Selected passage:
Jeremy Hunt says competition remains an NHS priority

Health secretary Jeremy Hunt has said that competition has a 'very important role' in the NHS, not only for the voluntary and independent sectors, but between different NHS organisations.

Jeremy Hunt: competition key to NHS
Jeremy Hunt: competition key to NHS

Mr Hunt, who has been in post for nearly 100 days, used his speech at the King's Fund yesterday to announce an Ofsted-style rating system for hospitals and care homes next year.

GP practices have been scored out of 10 on the NHS Choices website since June, based on responses from patient surveys.

Mr Hunt said that competition, including the friends and family test due to be launched across England in April 2013, will help drive up standards.

The friends and family test will ask patients one question, whether they would recommend hospital wards, A&E units to a friend or relative based on their treatment.

Mr Hunt said: ‘Competition has a very important role in the NHS in making sure we don’t have complacency, that there is innovation, that we have a system that is open to new ideas and the independent and voluntary sectors can help create that spur to innovation.

‘I am sure that people will look hawkishly at the friends and family test and try and compare independent sectors to traditional NHS sectors. I would like there to be competition but I think there should be as much competition between NHS organisations.

Stored data:
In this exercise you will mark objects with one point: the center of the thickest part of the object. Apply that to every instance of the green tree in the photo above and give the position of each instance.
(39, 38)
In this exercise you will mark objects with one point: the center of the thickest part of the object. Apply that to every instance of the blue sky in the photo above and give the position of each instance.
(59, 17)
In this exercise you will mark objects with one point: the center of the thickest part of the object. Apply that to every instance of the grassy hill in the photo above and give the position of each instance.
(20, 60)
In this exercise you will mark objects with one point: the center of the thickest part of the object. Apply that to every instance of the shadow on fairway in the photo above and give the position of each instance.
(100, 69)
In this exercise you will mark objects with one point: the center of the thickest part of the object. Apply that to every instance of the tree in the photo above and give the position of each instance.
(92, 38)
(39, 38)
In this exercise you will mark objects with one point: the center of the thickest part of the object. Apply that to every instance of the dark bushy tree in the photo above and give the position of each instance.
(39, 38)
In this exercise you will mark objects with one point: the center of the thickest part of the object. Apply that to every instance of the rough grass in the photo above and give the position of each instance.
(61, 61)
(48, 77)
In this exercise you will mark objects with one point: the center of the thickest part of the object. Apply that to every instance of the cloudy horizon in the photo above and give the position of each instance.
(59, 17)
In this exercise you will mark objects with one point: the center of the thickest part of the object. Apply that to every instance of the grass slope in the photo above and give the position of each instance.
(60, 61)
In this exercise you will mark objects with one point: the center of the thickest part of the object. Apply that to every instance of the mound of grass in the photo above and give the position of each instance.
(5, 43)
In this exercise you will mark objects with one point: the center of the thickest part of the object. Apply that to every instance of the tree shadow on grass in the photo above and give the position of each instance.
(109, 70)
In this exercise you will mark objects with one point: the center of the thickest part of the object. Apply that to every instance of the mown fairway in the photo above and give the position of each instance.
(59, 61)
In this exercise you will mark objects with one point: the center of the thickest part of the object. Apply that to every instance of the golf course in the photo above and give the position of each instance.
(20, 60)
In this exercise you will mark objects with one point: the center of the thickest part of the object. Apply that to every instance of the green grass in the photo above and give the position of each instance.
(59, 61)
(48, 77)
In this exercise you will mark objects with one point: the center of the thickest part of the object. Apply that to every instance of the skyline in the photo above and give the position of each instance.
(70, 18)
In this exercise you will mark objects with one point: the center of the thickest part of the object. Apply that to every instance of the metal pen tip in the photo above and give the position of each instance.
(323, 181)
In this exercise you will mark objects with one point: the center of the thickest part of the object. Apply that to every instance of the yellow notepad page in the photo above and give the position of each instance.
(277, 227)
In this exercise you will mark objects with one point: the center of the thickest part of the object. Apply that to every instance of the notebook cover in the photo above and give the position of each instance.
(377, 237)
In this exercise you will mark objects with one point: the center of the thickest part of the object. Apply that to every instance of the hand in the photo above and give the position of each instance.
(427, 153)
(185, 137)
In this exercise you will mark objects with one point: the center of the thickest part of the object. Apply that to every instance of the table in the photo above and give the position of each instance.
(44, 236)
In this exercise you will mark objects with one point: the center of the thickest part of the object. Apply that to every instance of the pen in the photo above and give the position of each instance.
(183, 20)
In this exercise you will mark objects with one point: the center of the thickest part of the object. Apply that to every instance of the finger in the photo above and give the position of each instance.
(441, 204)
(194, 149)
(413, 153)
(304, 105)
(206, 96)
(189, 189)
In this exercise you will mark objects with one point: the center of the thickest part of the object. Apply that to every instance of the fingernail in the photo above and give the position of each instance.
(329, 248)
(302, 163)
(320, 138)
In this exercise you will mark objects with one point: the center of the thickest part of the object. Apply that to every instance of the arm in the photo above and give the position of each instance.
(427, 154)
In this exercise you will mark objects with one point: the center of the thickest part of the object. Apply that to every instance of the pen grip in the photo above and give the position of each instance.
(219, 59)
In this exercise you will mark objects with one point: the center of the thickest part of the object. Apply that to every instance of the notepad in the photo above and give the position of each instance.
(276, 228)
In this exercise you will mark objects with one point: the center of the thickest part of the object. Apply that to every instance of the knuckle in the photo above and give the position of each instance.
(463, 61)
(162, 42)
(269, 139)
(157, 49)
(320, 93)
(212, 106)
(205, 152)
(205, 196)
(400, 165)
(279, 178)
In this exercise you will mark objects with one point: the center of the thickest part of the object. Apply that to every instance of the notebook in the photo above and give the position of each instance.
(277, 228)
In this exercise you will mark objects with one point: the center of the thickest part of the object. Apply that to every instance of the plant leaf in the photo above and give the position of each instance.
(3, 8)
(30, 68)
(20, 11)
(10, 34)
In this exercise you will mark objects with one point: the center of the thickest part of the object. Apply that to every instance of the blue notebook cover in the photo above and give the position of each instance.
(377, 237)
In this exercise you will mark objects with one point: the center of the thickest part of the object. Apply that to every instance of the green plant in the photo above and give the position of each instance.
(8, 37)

Prompt A: In the article on Jeremy Hunt and NHS competition, when is the friends and family test due to be launched across England?
Prompt B: Please pick up the article on Jeremy Hunt and NHS competition from its last sentence and carry it on.

Answer section A: April 2013

Answer section B:
'I think what we will find when we get the figures is that there is much more variation than we are expecting within the traditional NHS, as much as there is variation between the NHS and the independent sector and I think that is what we need to get to the heart of.’

In his speech, he said ‘it is wrong to equate better care with more money’ and said that it is bad care that costs more money.

‘More accurate would be to say what today’s King's Fund report states plainly, it is bad care that costs more, including the £1.4bn spent on unnecessary emergency admissions.’

But he praised some NHS staff, including GPs, who stop unnecessary admissions, citing as an example 'the GP who works 15-hour days trying to work out care plans to stop her frail elderly patients being unnecessarily admitted to A&E'.